| Set problem A |
According to the forum post on auto_partitioner performance, how did the poster get performance similar to TBB 3 again?
| Set problem B |
Reproduce the passage of the auto_partitioner forum post between "Looking at the" and "if (theTaskScheduler.is_active())", inclusive.
| Set problem C |
Take the forum post on auto_partitioner performance further from where it stops.

Solved: Poor auto_partitioner performance?

e4lam · ‎11-28-2011

Hi,

I just changed from using TBB 3.0 update 6 to TBB 4.0 update 1 (OSS commercial aligned releases). In some tests, I've noticed that my parallel_for()'s don't seem to be parallelizing anymore. Basically, on my recent Ubuntu distribution, the test I have is now 6 times slower on a 6 core machine. By explicitly specifying the grain size via a simple_partitioner, I was able to get similar performance again to TBB 3.

Looking at the include files, it seems that TBB 4 has a new auto_partitioner that might be the cause of this serious problem. The only possibly non-standard thing I can think of is that during my application startup, I might do:

[bash]static tbb::task_scheduler_init theTaskScheduler(tbb::task_scheduler_init::deferred,0);
static inline void
reset_task_scheduler()
{
    if (theTaskScheduler.is_active())
        theTaskScheduler.terminate();
    theTaskScheduler.initialize(get_num_processors()/*=6*/, 0);
}

[/bash]

So any ideas? I know it's being initialized correctly because simple_partitioner works.

| Material shown |
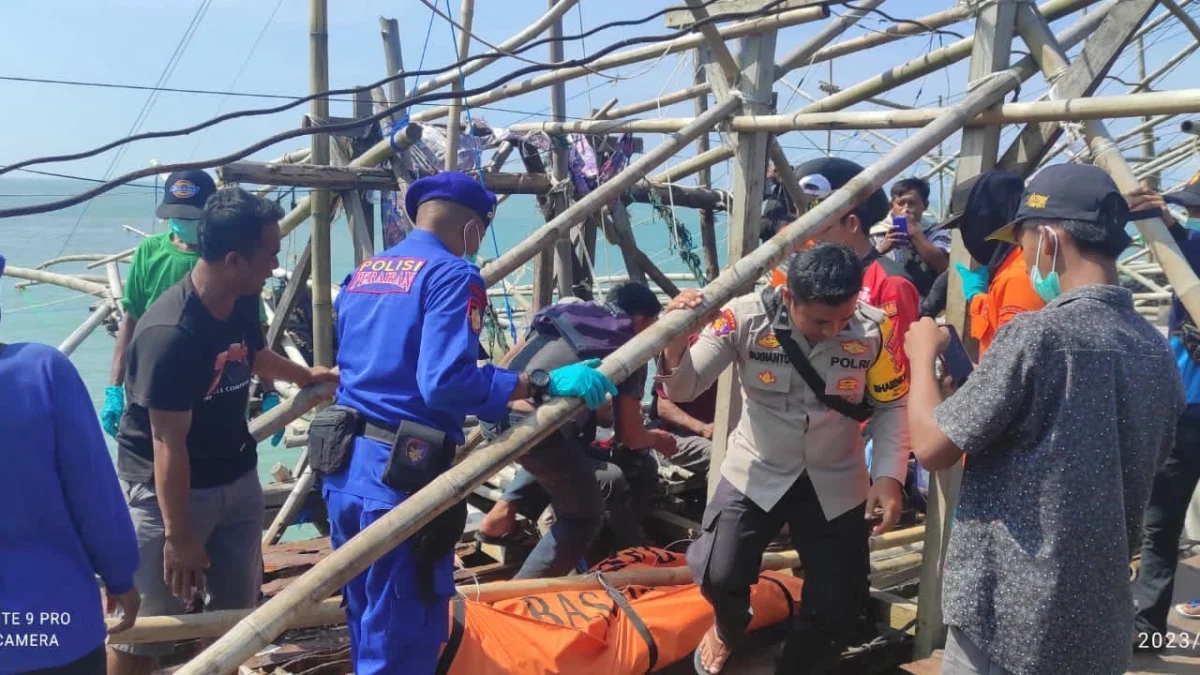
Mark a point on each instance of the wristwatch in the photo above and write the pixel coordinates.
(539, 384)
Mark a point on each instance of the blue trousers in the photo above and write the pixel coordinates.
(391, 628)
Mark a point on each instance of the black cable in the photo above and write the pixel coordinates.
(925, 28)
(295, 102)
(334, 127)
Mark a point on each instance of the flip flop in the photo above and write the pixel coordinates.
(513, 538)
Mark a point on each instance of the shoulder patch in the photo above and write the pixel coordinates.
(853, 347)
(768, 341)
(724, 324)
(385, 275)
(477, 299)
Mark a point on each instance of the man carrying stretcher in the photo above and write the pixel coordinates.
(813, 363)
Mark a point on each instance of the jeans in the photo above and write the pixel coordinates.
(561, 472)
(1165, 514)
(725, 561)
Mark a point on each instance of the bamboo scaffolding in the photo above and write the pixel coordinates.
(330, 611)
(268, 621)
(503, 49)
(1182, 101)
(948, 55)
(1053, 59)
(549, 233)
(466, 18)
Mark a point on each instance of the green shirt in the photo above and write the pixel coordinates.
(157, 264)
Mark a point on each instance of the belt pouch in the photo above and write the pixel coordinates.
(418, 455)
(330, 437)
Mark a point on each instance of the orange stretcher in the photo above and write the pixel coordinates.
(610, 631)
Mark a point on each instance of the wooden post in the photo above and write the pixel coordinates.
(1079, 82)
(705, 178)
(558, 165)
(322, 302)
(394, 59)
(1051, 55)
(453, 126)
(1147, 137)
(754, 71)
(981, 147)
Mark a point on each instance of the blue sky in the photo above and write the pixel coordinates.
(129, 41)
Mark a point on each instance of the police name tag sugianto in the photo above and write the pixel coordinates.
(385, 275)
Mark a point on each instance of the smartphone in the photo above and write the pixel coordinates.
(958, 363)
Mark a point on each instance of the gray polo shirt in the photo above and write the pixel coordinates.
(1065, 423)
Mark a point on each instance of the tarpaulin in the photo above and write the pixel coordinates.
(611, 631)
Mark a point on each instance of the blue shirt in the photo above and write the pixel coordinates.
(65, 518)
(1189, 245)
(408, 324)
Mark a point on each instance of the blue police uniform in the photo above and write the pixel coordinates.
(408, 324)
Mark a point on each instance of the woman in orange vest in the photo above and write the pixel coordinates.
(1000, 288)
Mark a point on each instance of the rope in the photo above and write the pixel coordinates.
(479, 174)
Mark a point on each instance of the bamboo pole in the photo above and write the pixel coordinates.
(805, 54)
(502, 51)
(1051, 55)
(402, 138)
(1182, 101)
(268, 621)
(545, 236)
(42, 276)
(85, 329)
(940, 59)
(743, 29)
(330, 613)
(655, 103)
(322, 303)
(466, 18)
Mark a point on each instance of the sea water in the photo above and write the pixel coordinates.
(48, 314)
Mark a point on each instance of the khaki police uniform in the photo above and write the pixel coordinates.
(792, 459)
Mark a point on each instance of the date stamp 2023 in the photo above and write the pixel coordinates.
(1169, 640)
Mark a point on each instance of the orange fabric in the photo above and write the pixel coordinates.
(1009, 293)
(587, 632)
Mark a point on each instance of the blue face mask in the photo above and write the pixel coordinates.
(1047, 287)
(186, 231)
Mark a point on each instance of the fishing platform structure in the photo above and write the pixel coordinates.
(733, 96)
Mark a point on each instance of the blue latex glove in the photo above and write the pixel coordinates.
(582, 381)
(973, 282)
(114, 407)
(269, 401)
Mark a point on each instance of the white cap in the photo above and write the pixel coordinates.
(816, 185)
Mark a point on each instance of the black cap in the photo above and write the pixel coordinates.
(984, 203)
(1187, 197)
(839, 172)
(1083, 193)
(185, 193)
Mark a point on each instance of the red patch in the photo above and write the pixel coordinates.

| Answer A |
By explicitly specifying the grain size via a simple_partitioner.

| Answer B |
Looking at the include files, it seems that TBB 4 has a new auto_partitioner that might be the cause of this serious problem. The only possibly non-standard thing I can think of is that during my application startup, I might do:

[bash]static tbb::task_scheduler_init theTaskScheduler(tbb::task_scheduler_init::deferred,0);
static inline void
reset_task_scheduler()
{
    if (theTaskScheduler.is_active())

| Answer C |
Thanks!

Anton_M_Intel · ‎12-01-2011

Hi, sorry you faced the issue. We have really changed the implementation of auto partitioning algorithm in order to handle highly imbalanced work better and owe you a blog describing the change (CHANGES shortly mention this), sorry.

To tackle load balance we have to partition the work into smaller pieces but if processing a piece requires high constant overhead, such a partitioning leads to a lot of overhead.Unfortunately, this is a contradiction which probably cannot be solved within one algorithm, or without external hint.

The new auto partitioner algorithm still creates basically the same amount of tbb::tasks, but in order to get better responsiveness, it further splits the range *inside* a task and executes it by small pieces by invoking functor multiple times per task. In your case, it seems reached the grainsize limit. However, the algorithm is still able to aggregate the iterations into ranges of size > 1 in order to handle huge ranges with small work per iteration where constant overhead for calling a functor becomes significant.

So, how is your parallel_for's Body (tbb_functor) implemented? Does it contain something outside of the loop over the range? And what is the range (100, 1000 iterations?)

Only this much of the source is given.